#### Texte de l'exercice

◆ ◆ ◆ ◆ ◆

Ceci sans compter l'impact sur la mémoire, la cognition, le syndrome amotivationnel....
F.N.H : Oui. Cela permettrait de gagner en organisation et en maturité avant de se retrouver dépassés.
I.K : Mais cette réglementation devrait rester à des fins industrielles. La consommation anarchique crée déjà un problème et serait difficile à gérer à mon sens. Une sensibilisation aux effets des drogues et un travail de réduction des risques avec un réel support médiatique devrait avoir lieu. Insuffler la maturité en premier lieu. Démocratiser une drogue sur une immaturité socio-sanitaire est difficile pour ne pas dire impossible. Je précise que démocratiser tout stupéfiant est irresponsable. Mais une régulation à des fins industrielles est bien entendu logique, avec un système rodé. Plus tard, on parviendrait peut-être à des consommations à des fins médicales jaugées et strictement surveillées mais ceci est une autre histoire. Car ce serait très difficile à entreprendre entre utopie et réalité de terrain.
F.N.H : Il y a aussi la banalisation culturelle de la consommation du cannabis.
I.K : Le cannabis est déjà bien consommé au Maroc et banalisé. Cette banalisation est en effet culturelle. Les professionnels de santé mentale ont beau crier gare, c'est la triste réalité.
La consommation de cannabis a des répercussions sur le cerveau des jeunes et moins jeunes. On doit étudier tous les champs des possibles, soit l’âge qui au Canada, par exemple, est à 25 ans et pas avant. En précisant que la genèse des maladies mentales graves comme la schizophrénie ou le trouble bipolaire se fait entre 16 et 25 ans statistiquement, selon les études.
D’un autre côté, je ne pense pas que la répression augmente la dépendance. Les addictions sont également tributaires de la phénoménologie sociale mondiale. Les addictions en nette augmentation sont aussi bien avec substances que sans. Soit comportementales.

◆ ◆ ◆ ◆ ◆

Reproduis fidèlement le passage de l'entretien sur le cannabis, de « I.K : Mais cette » à « réalité de terrain. ». Les données qui suivent viennent d'une autre source que l'entretien.

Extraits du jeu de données
◆ ◆ ◆ ◆ ◆

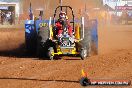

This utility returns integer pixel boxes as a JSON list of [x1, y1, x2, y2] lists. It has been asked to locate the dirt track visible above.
[[0, 25, 132, 88]]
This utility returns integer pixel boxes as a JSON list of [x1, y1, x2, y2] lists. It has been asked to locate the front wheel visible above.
[[47, 47, 54, 60]]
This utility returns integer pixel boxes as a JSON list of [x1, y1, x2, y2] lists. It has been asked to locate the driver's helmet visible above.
[[59, 11, 67, 20]]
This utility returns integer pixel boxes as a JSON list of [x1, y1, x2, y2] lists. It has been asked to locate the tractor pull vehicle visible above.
[[25, 6, 98, 60]]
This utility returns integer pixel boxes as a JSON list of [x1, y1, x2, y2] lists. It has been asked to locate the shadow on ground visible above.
[[0, 44, 35, 58], [0, 77, 79, 83]]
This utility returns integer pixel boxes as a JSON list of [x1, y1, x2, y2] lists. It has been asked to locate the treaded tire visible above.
[[79, 28, 91, 60], [37, 27, 49, 57]]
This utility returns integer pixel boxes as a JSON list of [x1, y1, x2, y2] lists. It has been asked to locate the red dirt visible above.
[[0, 25, 132, 88]]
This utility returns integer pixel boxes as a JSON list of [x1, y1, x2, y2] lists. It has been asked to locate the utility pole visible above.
[[59, 0, 62, 6]]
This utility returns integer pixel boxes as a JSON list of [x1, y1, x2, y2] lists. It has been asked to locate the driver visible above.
[[55, 11, 73, 37]]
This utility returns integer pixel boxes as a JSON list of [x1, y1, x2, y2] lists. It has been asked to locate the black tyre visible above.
[[80, 77, 91, 86]]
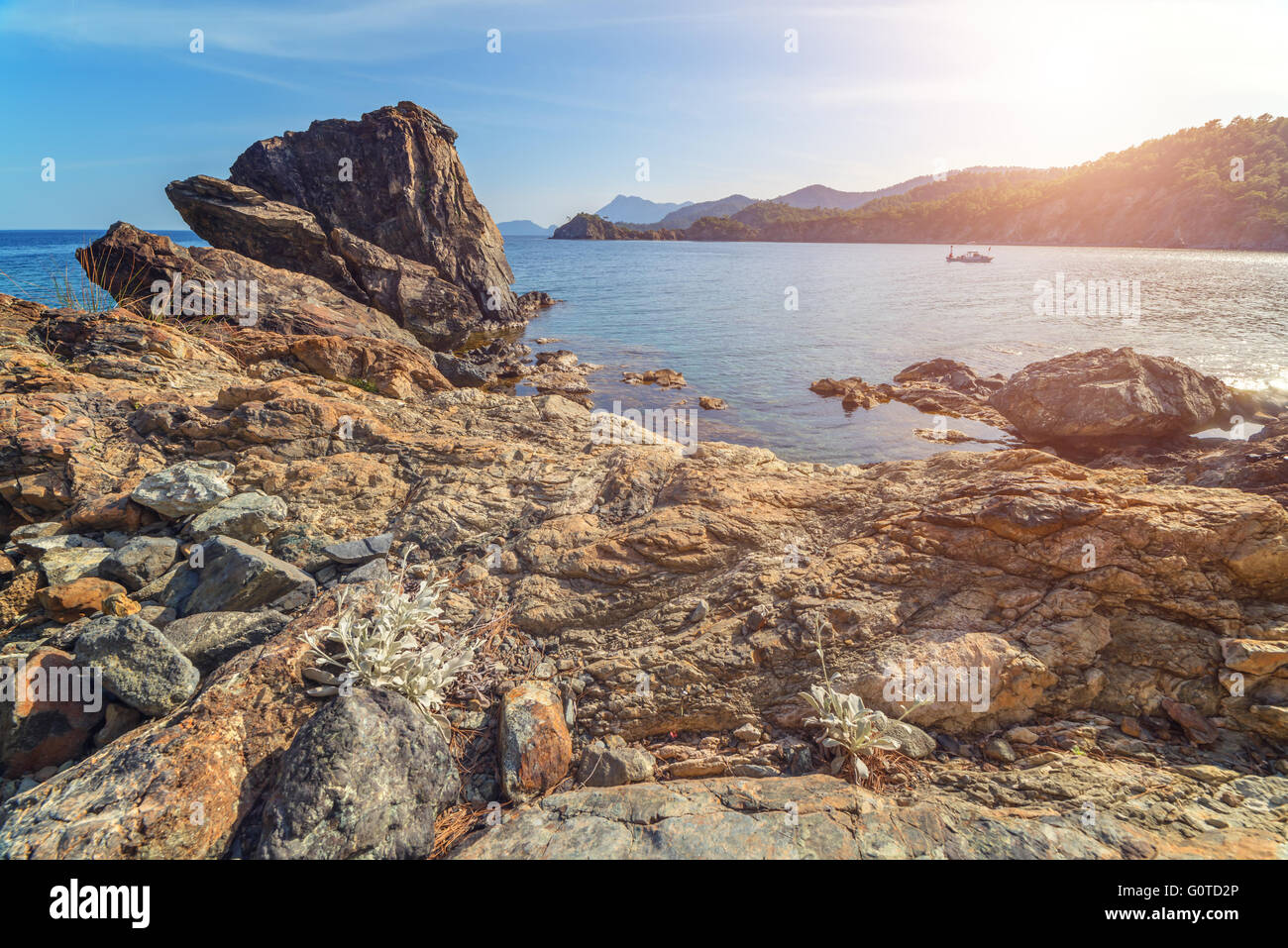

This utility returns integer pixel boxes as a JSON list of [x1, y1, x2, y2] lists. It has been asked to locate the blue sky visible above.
[[0, 0, 1288, 229]]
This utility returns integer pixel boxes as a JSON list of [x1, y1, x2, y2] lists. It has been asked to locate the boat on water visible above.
[[945, 248, 993, 263]]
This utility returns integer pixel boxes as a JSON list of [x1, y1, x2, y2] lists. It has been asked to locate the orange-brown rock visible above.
[[38, 576, 125, 622], [0, 599, 327, 859]]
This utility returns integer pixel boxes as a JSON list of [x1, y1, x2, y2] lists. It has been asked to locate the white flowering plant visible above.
[[304, 563, 477, 735]]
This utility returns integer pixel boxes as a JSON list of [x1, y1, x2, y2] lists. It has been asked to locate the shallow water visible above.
[[506, 237, 1288, 463]]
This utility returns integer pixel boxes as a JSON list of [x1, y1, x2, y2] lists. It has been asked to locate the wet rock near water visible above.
[[76, 616, 201, 717], [163, 609, 290, 675]]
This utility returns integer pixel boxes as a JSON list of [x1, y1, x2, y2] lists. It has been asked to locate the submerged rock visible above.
[[988, 348, 1235, 443], [497, 682, 572, 799], [76, 616, 201, 717]]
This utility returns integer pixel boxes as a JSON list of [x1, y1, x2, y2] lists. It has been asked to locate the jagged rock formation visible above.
[[76, 220, 415, 343], [0, 290, 1288, 857], [77, 102, 554, 353], [226, 102, 518, 319]]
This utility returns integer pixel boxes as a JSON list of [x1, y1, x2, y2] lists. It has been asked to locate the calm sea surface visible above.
[[0, 231, 1288, 463], [506, 237, 1288, 463]]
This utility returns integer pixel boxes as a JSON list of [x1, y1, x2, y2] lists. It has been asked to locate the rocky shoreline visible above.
[[0, 103, 1288, 858]]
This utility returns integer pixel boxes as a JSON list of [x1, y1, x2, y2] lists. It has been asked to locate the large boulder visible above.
[[98, 537, 179, 592], [166, 175, 483, 345], [229, 102, 519, 319], [130, 461, 233, 519], [164, 174, 368, 303], [497, 682, 572, 801], [259, 689, 460, 859], [186, 490, 286, 541], [988, 348, 1235, 443]]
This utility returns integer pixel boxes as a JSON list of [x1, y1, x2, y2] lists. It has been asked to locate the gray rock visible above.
[[134, 561, 201, 614], [40, 546, 112, 586], [185, 490, 286, 541], [164, 609, 291, 675], [577, 741, 653, 787], [98, 537, 179, 592], [76, 616, 201, 717], [259, 689, 460, 859], [875, 717, 936, 760], [270, 533, 331, 574], [322, 533, 394, 567], [139, 605, 177, 630], [130, 461, 235, 519], [342, 559, 389, 582], [179, 537, 317, 616]]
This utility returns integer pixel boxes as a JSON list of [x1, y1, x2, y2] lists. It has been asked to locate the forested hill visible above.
[[555, 115, 1288, 250]]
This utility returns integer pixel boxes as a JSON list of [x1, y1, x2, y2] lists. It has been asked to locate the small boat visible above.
[[945, 248, 993, 263]]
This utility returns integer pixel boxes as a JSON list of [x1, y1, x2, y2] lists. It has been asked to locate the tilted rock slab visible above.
[[258, 689, 460, 859]]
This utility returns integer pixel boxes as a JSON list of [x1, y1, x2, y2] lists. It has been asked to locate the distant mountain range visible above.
[[496, 220, 555, 237], [554, 115, 1288, 250], [595, 194, 693, 224]]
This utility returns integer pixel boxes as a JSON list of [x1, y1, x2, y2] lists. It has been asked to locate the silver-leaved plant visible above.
[[304, 563, 477, 735]]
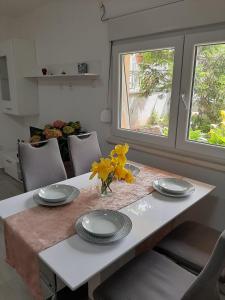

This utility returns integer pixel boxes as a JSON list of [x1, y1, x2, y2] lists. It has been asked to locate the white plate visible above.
[[125, 164, 140, 177], [82, 210, 124, 237], [75, 212, 132, 245], [38, 184, 74, 202], [33, 186, 80, 206], [156, 178, 193, 194], [153, 180, 195, 198]]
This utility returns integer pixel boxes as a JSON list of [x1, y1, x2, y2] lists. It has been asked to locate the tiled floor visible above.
[[0, 169, 23, 200], [0, 169, 88, 300], [0, 169, 225, 300]]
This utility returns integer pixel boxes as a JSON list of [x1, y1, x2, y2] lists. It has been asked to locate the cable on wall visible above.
[[100, 41, 113, 123], [97, 0, 106, 22], [97, 0, 185, 22]]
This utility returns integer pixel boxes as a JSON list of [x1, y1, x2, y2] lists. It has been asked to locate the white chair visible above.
[[155, 221, 225, 283], [68, 132, 102, 176], [18, 139, 67, 191], [94, 231, 225, 300]]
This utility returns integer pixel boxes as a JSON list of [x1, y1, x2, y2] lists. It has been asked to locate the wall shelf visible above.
[[24, 73, 99, 80]]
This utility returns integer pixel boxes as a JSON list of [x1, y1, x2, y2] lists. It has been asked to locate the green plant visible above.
[[208, 126, 225, 146], [139, 49, 174, 96], [147, 111, 160, 127], [189, 128, 203, 141]]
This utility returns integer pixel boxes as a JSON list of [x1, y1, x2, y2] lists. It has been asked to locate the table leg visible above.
[[51, 274, 58, 300]]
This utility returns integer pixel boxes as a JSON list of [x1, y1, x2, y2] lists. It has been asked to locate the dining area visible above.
[[0, 132, 225, 300]]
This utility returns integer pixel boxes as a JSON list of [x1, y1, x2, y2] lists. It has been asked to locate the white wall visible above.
[[0, 0, 225, 229], [0, 17, 27, 168], [1, 0, 109, 152]]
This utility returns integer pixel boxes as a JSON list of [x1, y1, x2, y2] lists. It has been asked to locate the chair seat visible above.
[[94, 251, 196, 300], [155, 221, 225, 282]]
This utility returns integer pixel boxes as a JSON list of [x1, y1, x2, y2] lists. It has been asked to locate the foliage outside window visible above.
[[121, 43, 225, 146]]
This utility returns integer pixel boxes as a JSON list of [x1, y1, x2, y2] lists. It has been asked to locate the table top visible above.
[[0, 174, 215, 290]]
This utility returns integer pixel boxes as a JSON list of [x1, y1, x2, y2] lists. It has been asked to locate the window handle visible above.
[[181, 93, 188, 110]]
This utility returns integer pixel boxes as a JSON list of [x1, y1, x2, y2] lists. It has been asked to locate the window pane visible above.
[[188, 43, 225, 147], [120, 48, 175, 136]]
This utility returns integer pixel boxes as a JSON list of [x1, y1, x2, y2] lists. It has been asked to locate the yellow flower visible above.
[[90, 144, 134, 185], [220, 110, 225, 121], [90, 158, 114, 181], [125, 170, 134, 183]]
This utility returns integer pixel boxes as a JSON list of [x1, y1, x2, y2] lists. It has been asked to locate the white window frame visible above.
[[176, 29, 225, 159], [112, 35, 184, 148]]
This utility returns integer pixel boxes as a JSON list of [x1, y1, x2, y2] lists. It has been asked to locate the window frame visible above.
[[112, 35, 184, 148], [176, 29, 225, 159]]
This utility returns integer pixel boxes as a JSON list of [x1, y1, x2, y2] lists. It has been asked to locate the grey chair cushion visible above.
[[18, 139, 67, 191], [155, 221, 225, 282], [94, 251, 196, 300], [68, 131, 102, 176]]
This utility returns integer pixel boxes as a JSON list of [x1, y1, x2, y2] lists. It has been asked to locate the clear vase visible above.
[[98, 180, 113, 198]]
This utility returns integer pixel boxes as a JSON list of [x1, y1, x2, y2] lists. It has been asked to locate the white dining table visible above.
[[0, 173, 215, 298]]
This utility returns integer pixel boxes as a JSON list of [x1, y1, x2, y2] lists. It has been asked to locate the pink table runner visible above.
[[4, 163, 171, 300]]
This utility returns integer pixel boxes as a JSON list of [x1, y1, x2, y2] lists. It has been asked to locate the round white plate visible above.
[[82, 210, 124, 237], [33, 186, 80, 206], [75, 212, 132, 245], [38, 184, 74, 202], [125, 164, 140, 177], [156, 178, 193, 194], [153, 180, 195, 198]]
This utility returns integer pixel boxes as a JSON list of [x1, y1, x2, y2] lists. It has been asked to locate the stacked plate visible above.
[[153, 178, 195, 198], [33, 184, 80, 206], [75, 209, 132, 244]]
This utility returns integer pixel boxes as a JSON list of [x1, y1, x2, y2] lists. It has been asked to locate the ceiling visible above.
[[0, 0, 52, 17]]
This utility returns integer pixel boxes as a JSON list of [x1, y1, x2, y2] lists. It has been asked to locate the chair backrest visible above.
[[68, 131, 102, 176], [18, 139, 67, 191], [182, 231, 225, 300]]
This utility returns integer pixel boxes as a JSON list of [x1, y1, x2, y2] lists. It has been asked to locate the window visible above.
[[112, 30, 225, 162], [177, 30, 225, 158], [113, 36, 183, 147], [120, 48, 175, 136]]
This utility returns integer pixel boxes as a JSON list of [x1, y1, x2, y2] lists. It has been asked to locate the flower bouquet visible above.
[[90, 144, 134, 196], [30, 120, 86, 161]]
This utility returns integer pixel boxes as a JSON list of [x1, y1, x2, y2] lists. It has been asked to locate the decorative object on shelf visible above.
[[77, 63, 88, 74], [41, 68, 48, 75], [90, 144, 134, 197], [100, 108, 112, 123], [30, 120, 87, 162]]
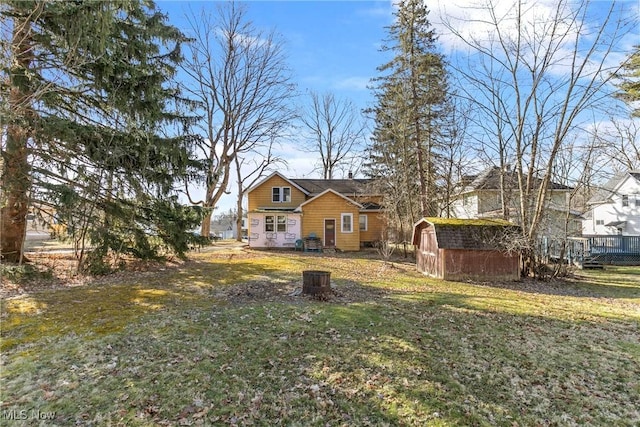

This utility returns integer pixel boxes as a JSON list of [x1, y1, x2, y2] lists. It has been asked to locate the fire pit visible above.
[[302, 270, 331, 297]]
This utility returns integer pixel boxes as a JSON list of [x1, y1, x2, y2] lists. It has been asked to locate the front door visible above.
[[324, 219, 336, 247]]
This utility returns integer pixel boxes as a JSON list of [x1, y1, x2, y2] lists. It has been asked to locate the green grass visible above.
[[0, 251, 640, 426]]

◆ ◆ ◆ ◆ ◆

#### Corrigé
I.K : Mais cette réglementation devrait rester à des fins industrielles. La consommation anarchique crée déjà un problème et serait difficile à gérer à mon sens. Une sensibilisation aux effets des drogues et un travail de réduction des risques avec un réel support médiatique devrait avoir lieu. Insuffler la maturité en premier lieu. Démocratiser une drogue sur une immaturité socio-sanitaire est difficile pour ne pas dire impossible. Je précise que démocratiser tout stupéfiant est irresponsable. Mais une régulation à des fins industrielles est bien entendu logique, avec un système rodé. Plus tard, on parviendrait peut-être à des consommations à des fins médicales jaugées et strictement surveillées mais ceci est une autre histoire. Car ce serait très difficile à entreprendre entre utopie et réalité de terrain.